■ **GIVEN EXERCISE**: Repeat the lines below with each "a reply formatted like this" swapped for "a sample reply" and everything else kept the same. Leave the pictures out.

— START —

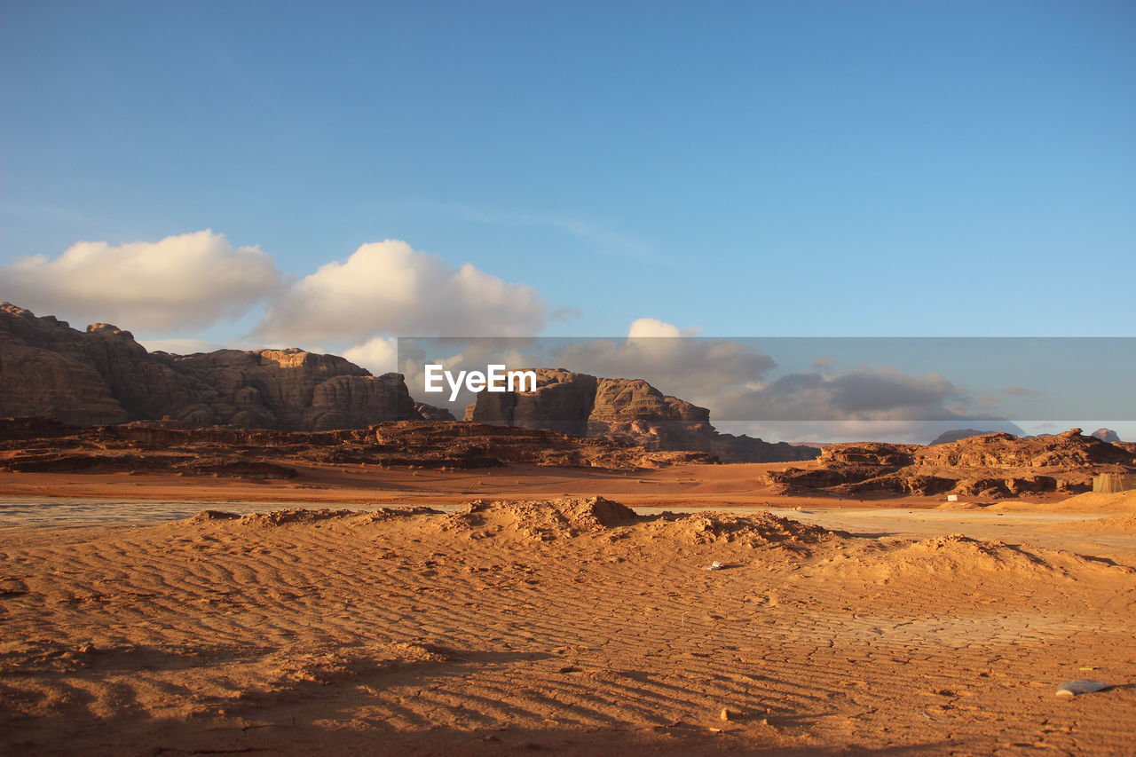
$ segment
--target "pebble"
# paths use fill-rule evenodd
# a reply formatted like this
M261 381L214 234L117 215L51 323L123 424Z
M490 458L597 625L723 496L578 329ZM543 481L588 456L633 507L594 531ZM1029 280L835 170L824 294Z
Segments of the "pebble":
M1101 683L1100 681L1093 681L1089 679L1078 679L1076 681L1066 681L1058 687L1059 697L1076 697L1081 693L1094 693L1096 691L1103 691L1108 689L1109 684Z

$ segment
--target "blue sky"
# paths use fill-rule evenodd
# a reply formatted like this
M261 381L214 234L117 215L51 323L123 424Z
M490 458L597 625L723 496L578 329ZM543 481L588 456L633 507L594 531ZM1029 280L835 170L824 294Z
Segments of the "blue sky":
M1133 333L1130 2L0 14L0 263L391 238L579 310L546 333Z
M0 299L152 341L1136 331L1131 2L7 0L0 88Z

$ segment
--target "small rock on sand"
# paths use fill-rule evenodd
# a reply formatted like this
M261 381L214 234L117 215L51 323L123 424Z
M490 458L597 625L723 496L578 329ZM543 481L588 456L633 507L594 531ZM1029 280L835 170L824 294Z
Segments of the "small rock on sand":
M1059 697L1076 697L1083 693L1094 693L1097 691L1103 691L1109 688L1109 684L1101 683L1100 681L1093 681L1091 679L1078 679L1076 681L1066 681L1058 687Z

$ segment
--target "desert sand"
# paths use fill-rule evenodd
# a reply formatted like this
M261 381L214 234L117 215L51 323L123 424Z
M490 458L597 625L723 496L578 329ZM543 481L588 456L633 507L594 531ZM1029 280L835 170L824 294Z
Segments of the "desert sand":
M1136 546L1059 527L1111 505L794 499L762 467L5 474L86 509L0 529L3 749L1128 750ZM153 507L114 519L127 496ZM218 501L161 510L187 500ZM713 511L754 506L796 519ZM1112 688L1054 696L1080 677Z

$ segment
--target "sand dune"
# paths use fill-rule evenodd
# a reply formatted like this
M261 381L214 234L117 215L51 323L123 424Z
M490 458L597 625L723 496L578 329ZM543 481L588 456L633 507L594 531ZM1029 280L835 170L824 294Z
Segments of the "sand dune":
M1136 575L1059 550L594 498L0 543L20 754L1104 755L1136 713ZM1124 685L1053 697L1084 666Z

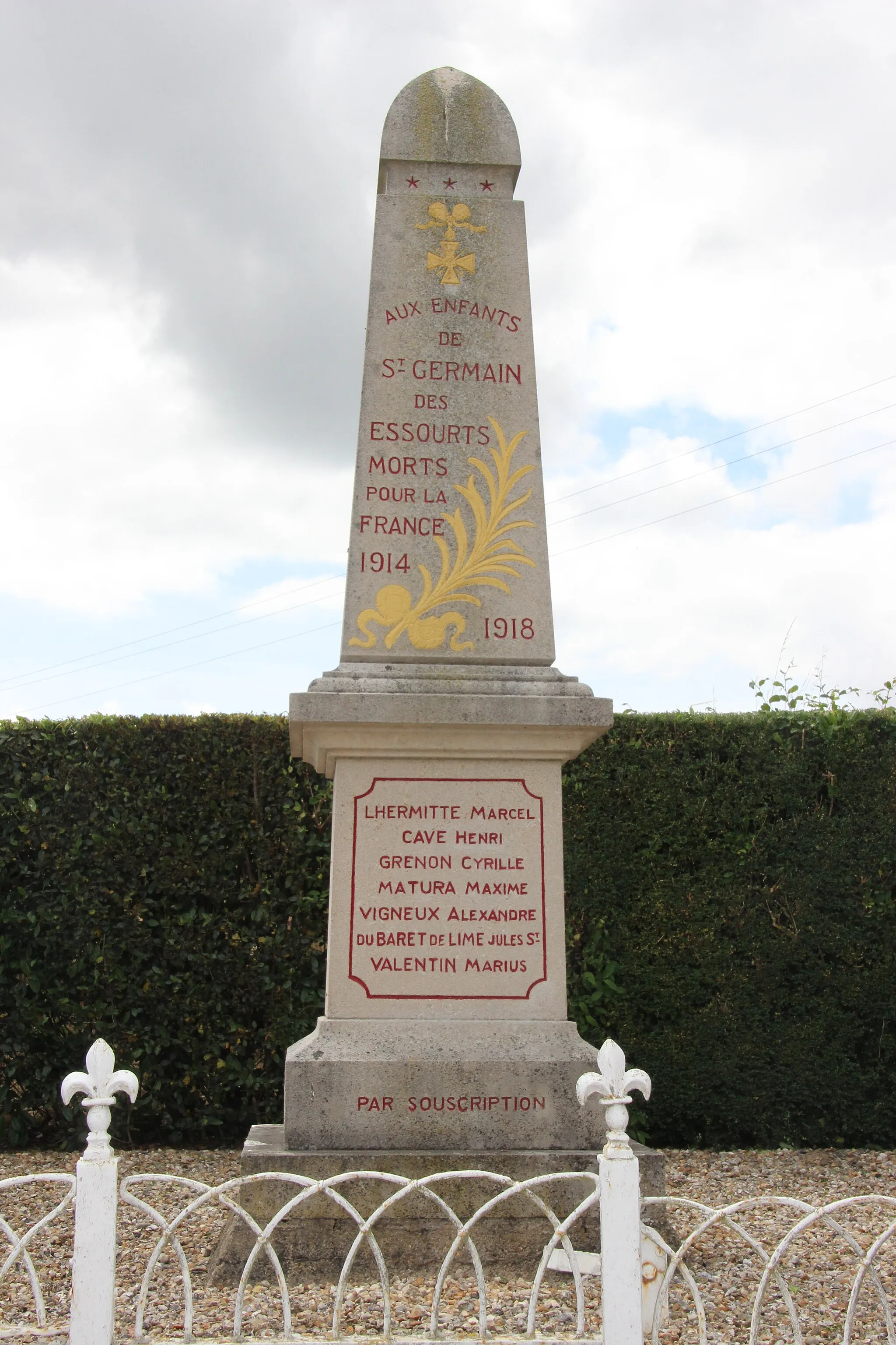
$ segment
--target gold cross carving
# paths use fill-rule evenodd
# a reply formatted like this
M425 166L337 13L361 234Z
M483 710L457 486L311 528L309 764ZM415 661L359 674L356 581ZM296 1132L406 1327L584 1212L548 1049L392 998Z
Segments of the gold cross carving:
M445 237L437 253L427 252L426 269L441 270L443 285L459 285L459 270L465 270L470 276L474 274L476 253L465 253L462 257L457 256L461 243L454 230L469 229L472 234L484 234L485 225L472 225L469 222L470 207L465 206L462 200L458 200L457 206L453 206L450 211L443 200L434 200L429 213L430 219L424 225L415 225L414 227L443 229Z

— END —

■ **TASK RESULT**:
$ segment
--target "pebble"
# paths use fill-rule evenodd
# a sample reply
M261 381L214 234L117 215L51 323L123 424Z
M490 458L597 625L723 496L578 329ZM543 481L588 456L633 507L594 531ZM1029 280L835 170L824 294Z
Segments of the "pebble":
M1101 683L1100 681L1093 681L1089 679L1078 679L1076 681L1066 681L1058 687L1059 697L1076 697L1081 693L1094 693L1096 691L1103 691L1108 689L1109 684Z

$ segment
--target "blue sky"
# paths use fill-rule evenodd
# a sample reply
M261 381L214 234L117 215L51 323L123 424Z
M490 458L597 625L723 496L578 329ZM543 481L588 456L633 507L594 531ZM1029 280L835 170L824 294Z
Segments of the "blue sky":
M1133 333L1130 2L0 14L0 263L391 238L579 310L546 333Z
M0 299L152 341L1136 331L1131 2L7 0L0 88Z

$ segment
--target "small rock on sand"
# paths use fill-rule evenodd
# a sample reply
M261 381L214 234L117 215L51 323L123 424Z
M490 458L597 625L723 496L578 329ZM543 481L588 456L633 507L594 531ZM1029 280L835 170L824 294Z
Segments of the "small rock on sand":
M1059 697L1076 697L1083 693L1094 693L1097 691L1103 691L1109 688L1109 684L1101 683L1100 681L1093 681L1091 679L1078 679L1076 681L1066 681L1058 687Z

$ segment
--target "desert sand"
# paths use fill-rule evenodd
# a sample reply
M261 381L214 234L117 215L51 323L123 424Z
M490 458L597 625L723 496L578 329ZM543 481L588 456L633 507L594 531ZM1029 280L835 170L824 294Z
Segments of the "desert sand":
M1136 546L1059 527L1111 505L794 499L762 467L5 474L86 509L0 529L3 749L1128 750ZM153 507L114 519L127 496ZM218 501L161 510L187 500ZM713 511L754 506L796 519ZM1112 688L1054 696L1080 677Z

$ segment
--target "sand dune"
# paths use fill-rule evenodd
# a sample reply
M261 381L214 234L117 215L51 323L123 424Z
M490 458L597 625L723 496L578 329ZM543 481L588 456L633 507L594 531ZM1029 280L835 170L824 294Z
Segments of the "sand dune":
M1136 575L1059 550L594 498L0 543L20 754L1104 755L1136 713ZM1124 685L1053 697L1084 666Z

$ segment
--target gold cross carving
# paths use fill-rule evenodd
# a sample reply
M425 166L337 13L361 234Z
M483 710L457 486L311 528L309 764ZM415 661L359 674L356 581ZM296 1132L406 1327L584 1212L548 1049L392 998Z
Segments of the gold cross carving:
M445 237L437 253L427 252L426 269L441 270L443 285L459 285L459 270L465 270L470 276L474 274L476 253L465 253L462 257L457 256L461 243L454 230L469 229L472 234L484 234L485 225L472 225L469 222L470 207L465 206L462 200L458 200L457 206L453 206L450 211L443 200L434 200L429 213L430 219L424 225L415 225L414 227L443 229Z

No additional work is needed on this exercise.